--- START Supplied passage ---

For example, suppose a CCI network includes three modules: M1, M2 and M3. Suppose we open the socket for M3 and send it the following command

    • CCI do M2A1V1.M1A1V1.
      When module M3 receives this command it realizes that it cannot execute it by itself so it sends the command to module M2. Module M2 realizes that in order to complete the command, it first needs for module M1 to run experiment M1A1V1. (or retrieve results from previously run experiment M1A1V1.). After module M1 completes experiment M1A1V1., then module M2 takes the results of the experiment as input and runs experiment M2A1V1.M1A1V1.

The output of a “CCI do” command is a collection of files with the results of the overall experiment described by CCI_Formula as well as the interim results of the sub experiments needed to complete the overall experiment. For example, the command

    • CCI do M2A1V1.M4A2V6.M3A2V1.
      produces three result files named:
    • M3A2V1.
    • M4A2V6.M3A2V1.
    • M2A1V1.M4A2V6.M3A2V1.
      These files store the results of the experiments described by the CCI formula interpretation of the file names.

As another example, the command

    • CCI do M2A1V1.(M4A2V6.M3A2V1.)(M1A2V2)
      produces the result files named:
    • M1A2V2.
    • M3A2V1.
    • M4A2V6.M3A2V1.
    • M2A1C1.M4A2V6.M3A2V1.
    • M2A1V1.(M4A2V6.M3A2V1.)(M1A2V2).
      These files store the results of the experiments described by the CCI formula interpretation of the file names.

When a module executes a “CCI do” command it looks at its cache of files with past experimental results and decides which sub experiments it needs to run and which sub experiments it does not need to run because the results are already known, i.e., a file for that experiment already exists. For example, suppose we run the command

    • CCI do M2A1V1.M4A2V6.M3A2V1.
      and the results file M4A2V6.M3A2V1. already exists. When module M4 receives the request for M4A2V6.M3A2V1., it will simply take the results file of that experiment and pass it to module M2 rather than re-running it. Module M2 will take the file, and run with attributes A1 and V1 to complete the experiment and store the results on file M2A1V1.M4A2V6.M3A2V1.

The above is just one example implementation. Other implementations will be apparent. FIGS. 6A-6C show some examples, which will be illustrated using the command

    • CCI do M2A1V1.(M3A2V1.)(M1A2V2.).

--- END Supplied passage ---
--- START Record list ---

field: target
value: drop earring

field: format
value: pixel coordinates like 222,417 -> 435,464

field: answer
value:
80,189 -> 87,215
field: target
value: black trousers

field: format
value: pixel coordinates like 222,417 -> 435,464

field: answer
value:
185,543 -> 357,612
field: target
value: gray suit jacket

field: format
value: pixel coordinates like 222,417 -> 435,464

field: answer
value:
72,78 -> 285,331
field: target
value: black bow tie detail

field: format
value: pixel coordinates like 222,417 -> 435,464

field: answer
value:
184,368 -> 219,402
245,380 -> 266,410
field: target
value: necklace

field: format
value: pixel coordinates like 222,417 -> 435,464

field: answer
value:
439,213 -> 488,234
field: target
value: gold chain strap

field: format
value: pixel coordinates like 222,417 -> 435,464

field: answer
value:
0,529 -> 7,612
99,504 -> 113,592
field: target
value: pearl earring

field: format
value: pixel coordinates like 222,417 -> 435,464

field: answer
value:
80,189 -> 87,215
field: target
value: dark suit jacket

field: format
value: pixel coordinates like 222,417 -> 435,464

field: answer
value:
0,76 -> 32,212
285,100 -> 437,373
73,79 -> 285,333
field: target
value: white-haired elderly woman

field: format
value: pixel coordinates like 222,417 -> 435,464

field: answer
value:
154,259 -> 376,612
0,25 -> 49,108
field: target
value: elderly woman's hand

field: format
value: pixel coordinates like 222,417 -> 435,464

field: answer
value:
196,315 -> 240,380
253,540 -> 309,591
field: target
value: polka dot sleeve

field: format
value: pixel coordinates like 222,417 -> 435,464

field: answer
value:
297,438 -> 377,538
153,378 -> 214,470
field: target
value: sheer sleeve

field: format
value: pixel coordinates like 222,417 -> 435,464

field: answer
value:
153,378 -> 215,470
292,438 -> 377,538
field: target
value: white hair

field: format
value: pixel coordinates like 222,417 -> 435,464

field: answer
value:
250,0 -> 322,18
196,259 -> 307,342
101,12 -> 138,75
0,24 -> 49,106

--- END Record list ---

Task brief. Rewrite the stretch of the CCI passage from "For example, suppose a" through "runs experiment M2A1V1.M1A1V1.", putting "instruction" wherever "command" appears.

Response to this exercise.
For example, suppose a CCI network includes three modules: M1, M2 and M3. Suppose we open the socket for M3 and send it the following instruction

    • CCI do M2A1V1.M1A1V1.
      When module M3 receives this instruction it realizes that it cannot execute it by itself so it sends the instruction to module M2. Module M2 realizes that in order to complete the instruction, it first needs for module M1 to run experiment M1A1V1. (or retrieve results from previously run experiment M1A1V1.). After module M1 completes experiment M1A1V1., then module M2 takes the results of the experiment as input and runs experiment M2A1V1.M1A1V1.